Stored records:
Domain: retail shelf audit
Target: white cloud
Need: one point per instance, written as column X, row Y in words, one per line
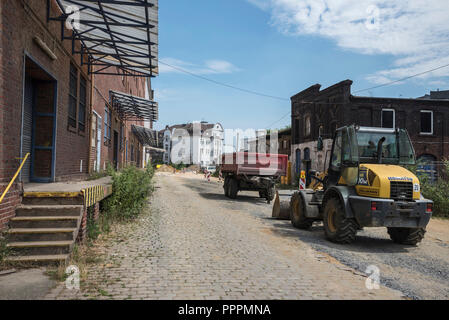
column 173, row 65
column 416, row 32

What to do:
Reproduce every entry above line for line, without any alteration, and omit the pictures.

Result of the task:
Domain: retail shelf audit
Target: white cloud
Need: one point per instance, written as column X, row Y in words, one per line
column 173, row 65
column 416, row 32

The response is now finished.